WORK TO BE COMPLETED:
Gather every line of the data below that contains the word "window".

SUPPLIED INFORMATION:
↓
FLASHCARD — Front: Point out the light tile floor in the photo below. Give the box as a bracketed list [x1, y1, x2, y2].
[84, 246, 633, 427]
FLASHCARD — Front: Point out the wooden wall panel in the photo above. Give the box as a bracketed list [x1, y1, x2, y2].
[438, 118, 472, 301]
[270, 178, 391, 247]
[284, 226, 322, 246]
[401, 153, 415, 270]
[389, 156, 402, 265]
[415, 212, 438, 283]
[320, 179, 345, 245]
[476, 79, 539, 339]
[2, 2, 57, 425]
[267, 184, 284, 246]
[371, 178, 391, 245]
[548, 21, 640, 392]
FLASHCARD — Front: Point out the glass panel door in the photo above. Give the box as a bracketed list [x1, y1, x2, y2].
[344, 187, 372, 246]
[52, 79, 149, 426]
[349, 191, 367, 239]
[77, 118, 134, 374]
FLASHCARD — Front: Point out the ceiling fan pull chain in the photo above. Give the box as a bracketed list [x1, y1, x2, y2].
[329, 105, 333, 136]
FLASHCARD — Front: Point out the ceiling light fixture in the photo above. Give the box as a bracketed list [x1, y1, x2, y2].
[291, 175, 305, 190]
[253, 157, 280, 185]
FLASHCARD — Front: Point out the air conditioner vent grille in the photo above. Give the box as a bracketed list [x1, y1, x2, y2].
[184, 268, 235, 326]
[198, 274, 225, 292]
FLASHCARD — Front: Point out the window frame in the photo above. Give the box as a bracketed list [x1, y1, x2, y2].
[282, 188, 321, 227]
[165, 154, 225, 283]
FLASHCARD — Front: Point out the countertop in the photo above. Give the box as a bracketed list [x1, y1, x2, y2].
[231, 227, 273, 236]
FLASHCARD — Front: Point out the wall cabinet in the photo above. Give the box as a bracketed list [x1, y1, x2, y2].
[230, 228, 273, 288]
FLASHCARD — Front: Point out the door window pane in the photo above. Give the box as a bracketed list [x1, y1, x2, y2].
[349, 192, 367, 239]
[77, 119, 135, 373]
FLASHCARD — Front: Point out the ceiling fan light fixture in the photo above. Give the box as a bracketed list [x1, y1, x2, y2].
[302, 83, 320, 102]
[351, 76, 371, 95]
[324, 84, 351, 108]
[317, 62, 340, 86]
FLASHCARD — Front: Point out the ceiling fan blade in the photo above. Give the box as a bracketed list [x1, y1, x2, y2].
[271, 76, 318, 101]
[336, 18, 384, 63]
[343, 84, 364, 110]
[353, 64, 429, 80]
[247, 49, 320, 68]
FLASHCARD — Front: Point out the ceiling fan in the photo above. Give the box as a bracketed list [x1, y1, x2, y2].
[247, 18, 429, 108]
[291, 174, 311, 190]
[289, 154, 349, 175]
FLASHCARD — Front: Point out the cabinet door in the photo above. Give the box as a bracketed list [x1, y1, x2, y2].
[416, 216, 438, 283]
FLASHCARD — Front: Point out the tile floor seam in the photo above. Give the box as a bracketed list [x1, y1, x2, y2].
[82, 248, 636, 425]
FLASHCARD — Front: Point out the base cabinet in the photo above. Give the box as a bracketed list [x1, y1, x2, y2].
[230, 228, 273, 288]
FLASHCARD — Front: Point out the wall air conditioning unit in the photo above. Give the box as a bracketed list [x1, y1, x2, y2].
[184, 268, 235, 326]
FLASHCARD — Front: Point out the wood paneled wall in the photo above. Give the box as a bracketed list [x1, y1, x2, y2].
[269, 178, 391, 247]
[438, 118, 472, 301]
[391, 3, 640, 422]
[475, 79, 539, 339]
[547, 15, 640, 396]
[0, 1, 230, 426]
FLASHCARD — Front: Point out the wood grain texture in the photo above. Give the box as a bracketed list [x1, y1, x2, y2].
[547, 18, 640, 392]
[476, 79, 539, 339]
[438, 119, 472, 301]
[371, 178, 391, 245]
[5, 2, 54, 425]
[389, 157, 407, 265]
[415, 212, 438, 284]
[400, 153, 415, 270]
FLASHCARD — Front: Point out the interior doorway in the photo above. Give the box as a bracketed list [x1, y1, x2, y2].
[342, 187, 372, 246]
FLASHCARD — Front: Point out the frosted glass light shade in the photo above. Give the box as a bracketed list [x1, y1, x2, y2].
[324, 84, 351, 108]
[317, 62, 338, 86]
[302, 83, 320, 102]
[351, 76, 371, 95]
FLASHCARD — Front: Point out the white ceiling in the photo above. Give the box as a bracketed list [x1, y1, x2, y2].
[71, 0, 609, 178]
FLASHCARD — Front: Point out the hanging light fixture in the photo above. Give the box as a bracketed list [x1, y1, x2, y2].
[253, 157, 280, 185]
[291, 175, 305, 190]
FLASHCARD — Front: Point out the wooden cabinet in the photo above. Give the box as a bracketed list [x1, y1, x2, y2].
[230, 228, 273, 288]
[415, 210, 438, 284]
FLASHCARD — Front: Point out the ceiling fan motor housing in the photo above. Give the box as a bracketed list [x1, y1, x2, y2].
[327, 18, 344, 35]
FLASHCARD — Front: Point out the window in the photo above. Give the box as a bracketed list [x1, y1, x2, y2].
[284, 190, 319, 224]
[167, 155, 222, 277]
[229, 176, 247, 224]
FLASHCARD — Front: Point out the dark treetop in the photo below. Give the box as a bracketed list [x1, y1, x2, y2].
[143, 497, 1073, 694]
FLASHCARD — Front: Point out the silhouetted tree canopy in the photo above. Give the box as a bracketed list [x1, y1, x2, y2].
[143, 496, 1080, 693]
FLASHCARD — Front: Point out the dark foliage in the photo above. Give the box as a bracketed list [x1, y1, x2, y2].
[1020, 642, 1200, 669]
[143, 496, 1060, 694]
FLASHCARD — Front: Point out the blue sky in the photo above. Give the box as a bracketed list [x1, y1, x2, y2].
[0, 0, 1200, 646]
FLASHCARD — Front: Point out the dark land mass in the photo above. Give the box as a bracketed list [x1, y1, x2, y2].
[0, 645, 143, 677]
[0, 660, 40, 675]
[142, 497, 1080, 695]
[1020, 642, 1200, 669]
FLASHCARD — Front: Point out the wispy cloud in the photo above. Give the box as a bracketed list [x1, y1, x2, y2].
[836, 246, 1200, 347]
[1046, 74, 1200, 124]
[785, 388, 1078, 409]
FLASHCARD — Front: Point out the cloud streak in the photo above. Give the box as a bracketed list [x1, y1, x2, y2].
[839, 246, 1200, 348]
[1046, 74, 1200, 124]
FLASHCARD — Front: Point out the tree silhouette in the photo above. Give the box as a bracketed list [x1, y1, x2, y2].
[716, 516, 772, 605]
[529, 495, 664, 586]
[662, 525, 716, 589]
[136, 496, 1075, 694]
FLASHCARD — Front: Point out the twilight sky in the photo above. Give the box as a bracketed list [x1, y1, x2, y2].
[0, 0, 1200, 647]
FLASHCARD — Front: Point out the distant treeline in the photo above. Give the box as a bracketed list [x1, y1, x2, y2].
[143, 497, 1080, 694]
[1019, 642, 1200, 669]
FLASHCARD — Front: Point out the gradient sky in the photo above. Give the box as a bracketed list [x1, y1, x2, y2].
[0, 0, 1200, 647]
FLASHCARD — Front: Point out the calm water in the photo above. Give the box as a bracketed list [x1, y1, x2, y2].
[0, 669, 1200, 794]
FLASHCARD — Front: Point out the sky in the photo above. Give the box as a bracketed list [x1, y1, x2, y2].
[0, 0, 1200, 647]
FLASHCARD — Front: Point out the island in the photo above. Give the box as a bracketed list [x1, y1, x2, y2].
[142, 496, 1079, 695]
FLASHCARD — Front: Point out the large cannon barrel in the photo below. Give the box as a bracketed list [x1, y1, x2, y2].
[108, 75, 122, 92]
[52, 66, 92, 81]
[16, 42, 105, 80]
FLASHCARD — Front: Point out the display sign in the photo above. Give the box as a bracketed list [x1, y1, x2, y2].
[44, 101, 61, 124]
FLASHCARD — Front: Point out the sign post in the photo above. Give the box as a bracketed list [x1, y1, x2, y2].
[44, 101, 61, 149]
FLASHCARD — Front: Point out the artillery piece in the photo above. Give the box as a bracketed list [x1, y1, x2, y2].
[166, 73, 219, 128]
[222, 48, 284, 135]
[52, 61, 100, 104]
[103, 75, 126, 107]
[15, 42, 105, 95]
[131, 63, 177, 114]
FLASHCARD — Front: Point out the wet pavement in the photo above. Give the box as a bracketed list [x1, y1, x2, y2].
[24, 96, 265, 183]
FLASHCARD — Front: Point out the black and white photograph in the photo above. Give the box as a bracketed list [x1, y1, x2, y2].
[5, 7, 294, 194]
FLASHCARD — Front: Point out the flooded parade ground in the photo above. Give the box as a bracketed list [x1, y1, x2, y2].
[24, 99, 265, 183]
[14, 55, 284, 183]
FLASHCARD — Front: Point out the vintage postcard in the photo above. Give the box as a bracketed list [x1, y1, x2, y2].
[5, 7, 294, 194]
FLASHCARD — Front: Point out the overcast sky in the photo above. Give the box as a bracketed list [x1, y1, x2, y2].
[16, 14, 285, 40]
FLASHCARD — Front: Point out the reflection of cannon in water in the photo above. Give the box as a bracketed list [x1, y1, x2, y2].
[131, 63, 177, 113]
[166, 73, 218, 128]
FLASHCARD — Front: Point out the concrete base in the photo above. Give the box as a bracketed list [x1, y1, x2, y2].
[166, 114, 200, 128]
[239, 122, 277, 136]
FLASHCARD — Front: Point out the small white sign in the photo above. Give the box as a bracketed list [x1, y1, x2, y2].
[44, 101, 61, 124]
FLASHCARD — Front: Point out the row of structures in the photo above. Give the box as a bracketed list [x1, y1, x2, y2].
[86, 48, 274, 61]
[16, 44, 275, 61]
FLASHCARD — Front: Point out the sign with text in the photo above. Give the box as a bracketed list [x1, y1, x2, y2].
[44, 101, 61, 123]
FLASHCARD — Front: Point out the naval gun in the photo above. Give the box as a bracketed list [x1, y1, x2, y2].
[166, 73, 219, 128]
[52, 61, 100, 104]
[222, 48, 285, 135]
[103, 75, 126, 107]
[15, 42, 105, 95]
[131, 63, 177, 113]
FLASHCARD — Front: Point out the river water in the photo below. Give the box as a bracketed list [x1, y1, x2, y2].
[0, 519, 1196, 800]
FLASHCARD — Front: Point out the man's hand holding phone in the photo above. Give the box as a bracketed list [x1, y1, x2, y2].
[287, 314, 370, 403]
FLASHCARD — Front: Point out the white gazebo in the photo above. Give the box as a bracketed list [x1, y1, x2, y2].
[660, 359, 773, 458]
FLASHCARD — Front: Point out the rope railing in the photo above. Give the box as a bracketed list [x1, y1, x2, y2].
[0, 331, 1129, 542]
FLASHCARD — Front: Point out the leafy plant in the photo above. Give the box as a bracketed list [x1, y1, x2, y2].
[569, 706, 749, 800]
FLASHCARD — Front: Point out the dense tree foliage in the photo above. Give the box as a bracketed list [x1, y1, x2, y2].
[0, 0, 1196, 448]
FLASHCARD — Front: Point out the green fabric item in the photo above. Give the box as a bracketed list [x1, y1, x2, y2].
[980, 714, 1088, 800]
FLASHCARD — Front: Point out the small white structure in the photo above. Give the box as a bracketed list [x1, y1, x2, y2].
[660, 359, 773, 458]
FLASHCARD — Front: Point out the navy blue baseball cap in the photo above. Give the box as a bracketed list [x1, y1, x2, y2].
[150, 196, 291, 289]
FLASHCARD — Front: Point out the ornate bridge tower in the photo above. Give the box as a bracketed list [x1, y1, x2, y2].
↑
WRITTEN REPLY:
FLASHCARD — Front: Point out the window frame in the photo above. Give the box as a bracketed list [x1, y1, x2, y2].
FLASHCARD — Front: Point out the door window pane in the photo above. Give the box as a bracketed list [x1, y1, x2, y2].
FLASHCARD — Front: Point out the window in the photo above. Give the box as a bracketed list [x1, y1, x2, y2].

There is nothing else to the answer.